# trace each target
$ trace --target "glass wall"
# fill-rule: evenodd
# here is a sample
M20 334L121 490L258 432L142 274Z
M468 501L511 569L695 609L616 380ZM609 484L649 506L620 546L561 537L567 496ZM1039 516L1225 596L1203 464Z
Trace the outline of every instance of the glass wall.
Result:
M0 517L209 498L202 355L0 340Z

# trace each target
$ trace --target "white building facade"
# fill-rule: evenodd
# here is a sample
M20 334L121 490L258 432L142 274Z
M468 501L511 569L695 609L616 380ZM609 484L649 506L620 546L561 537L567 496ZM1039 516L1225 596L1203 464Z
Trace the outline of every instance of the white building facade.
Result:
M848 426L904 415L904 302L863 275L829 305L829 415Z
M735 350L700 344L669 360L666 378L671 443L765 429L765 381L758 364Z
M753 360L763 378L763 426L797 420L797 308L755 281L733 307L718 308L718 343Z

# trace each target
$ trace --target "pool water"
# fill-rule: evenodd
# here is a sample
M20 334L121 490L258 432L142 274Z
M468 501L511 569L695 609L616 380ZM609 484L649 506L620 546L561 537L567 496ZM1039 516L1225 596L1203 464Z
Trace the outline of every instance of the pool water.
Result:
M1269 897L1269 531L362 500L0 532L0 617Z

______________________________

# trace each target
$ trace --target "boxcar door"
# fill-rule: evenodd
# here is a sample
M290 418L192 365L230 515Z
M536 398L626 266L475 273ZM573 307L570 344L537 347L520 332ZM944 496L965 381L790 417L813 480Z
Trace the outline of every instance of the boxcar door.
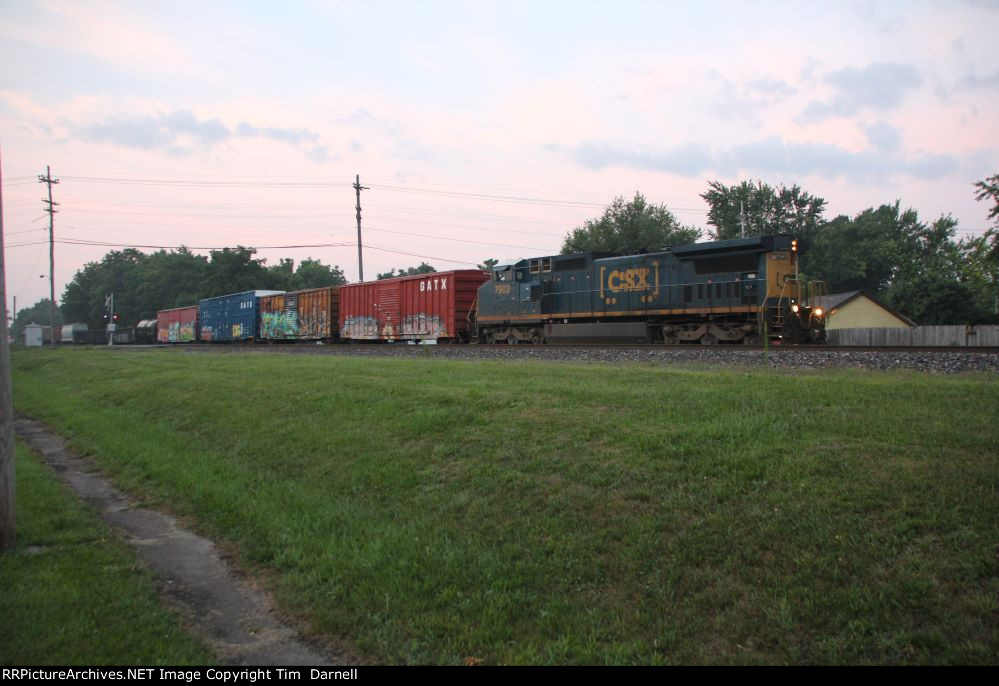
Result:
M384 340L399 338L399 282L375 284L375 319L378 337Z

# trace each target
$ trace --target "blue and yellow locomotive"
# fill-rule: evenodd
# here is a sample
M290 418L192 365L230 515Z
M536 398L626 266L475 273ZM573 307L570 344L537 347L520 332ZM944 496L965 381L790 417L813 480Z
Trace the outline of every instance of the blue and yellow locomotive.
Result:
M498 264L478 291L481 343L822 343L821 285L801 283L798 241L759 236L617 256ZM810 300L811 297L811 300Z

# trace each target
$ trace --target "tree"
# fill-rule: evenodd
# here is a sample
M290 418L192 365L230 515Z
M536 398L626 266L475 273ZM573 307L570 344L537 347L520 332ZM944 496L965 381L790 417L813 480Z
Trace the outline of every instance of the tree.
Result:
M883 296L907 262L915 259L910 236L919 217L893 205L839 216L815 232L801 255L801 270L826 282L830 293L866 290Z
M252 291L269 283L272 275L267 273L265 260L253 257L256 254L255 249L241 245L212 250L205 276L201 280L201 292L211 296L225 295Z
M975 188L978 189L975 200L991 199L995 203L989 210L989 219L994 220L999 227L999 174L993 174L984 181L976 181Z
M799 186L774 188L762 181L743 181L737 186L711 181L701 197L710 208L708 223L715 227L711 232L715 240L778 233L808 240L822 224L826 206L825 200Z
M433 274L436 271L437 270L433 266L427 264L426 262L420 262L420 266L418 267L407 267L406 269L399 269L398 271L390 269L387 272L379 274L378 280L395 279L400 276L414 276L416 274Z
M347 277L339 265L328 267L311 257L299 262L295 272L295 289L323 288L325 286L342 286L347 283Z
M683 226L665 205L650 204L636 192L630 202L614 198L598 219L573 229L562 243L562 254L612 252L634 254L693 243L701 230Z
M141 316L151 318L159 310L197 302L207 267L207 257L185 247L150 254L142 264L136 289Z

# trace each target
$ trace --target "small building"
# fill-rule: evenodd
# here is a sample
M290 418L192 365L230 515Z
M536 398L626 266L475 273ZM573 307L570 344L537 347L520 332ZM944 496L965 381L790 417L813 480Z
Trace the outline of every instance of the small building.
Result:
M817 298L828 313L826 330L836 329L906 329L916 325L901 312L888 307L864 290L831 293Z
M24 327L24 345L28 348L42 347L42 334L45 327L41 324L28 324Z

______________________________

EXERCISE BRIEF |
Extract every line in the entries above that contains the string "outline". Treat uppercase and lowercase letters as distinct when matching.

RESULT |
Trace the outline of every instance of the glass wall.
Trace the outline of every instance of the white building facade.
Trace the outline of every instance of the pool water.
Trace the outline of every instance of the boxcar door.
Trace the outline of every instance of the blue and yellow locomotive.
Trace the outline of every instance of the tree.
Trace the outline of every instance of the small building.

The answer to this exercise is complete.